> **SET PROBLEM**: Render the entries below as a Markdown table with the columns n and Line, covering only the lines from the line with "of the winding" to the line with "[(120, 112), (172, 116), (114, 111), (221, 154)]". Put one line per row, numbered in n, and leave out blank lines.
# Start of RECORDED INFORMATION
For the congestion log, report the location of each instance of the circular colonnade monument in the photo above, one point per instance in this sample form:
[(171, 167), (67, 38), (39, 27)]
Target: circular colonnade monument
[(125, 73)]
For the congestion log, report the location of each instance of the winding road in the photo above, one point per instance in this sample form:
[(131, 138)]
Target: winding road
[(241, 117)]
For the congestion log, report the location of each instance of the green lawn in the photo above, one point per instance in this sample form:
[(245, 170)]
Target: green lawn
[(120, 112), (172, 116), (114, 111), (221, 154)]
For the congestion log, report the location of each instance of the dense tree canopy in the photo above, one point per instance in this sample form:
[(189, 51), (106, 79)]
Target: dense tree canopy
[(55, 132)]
# End of RECORDED INFORMATION
> **SOLUTION**:
| n | Line |
|---|---|
| 1 | For the congestion log, report the location of each instance of the winding road in the photo above, one point per instance in this sample form: |
| 2 | [(131, 138)] |
| 3 | Target: winding road |
| 4 | [(241, 117)] |
| 5 | For the congestion log, report the location of each instance of the green lawn in the photo above, one point per instance in this sample form: |
| 6 | [(245, 170)] |
| 7 | Target: green lawn |
| 8 | [(120, 112), (172, 116), (114, 111), (221, 154)] |